» **Information provided**
++++++++++++++++++++

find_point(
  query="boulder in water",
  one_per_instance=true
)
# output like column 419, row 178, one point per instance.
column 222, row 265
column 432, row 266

++++++++++++++++++++

» **The request**
Please lay out all the lines above as a Markdown table with the columns "Number" and "Line", numbering each row and skipping any blank lines.

» **Written answer**
| Number | Line |
|---|---|
| 1 | find_point( |
| 2 |   query="boulder in water", |
| 3 |   one_per_instance=true |
| 4 | ) |
| 5 | # output like column 419, row 178, one point per instance. |
| 6 | column 222, row 265 |
| 7 | column 432, row 266 |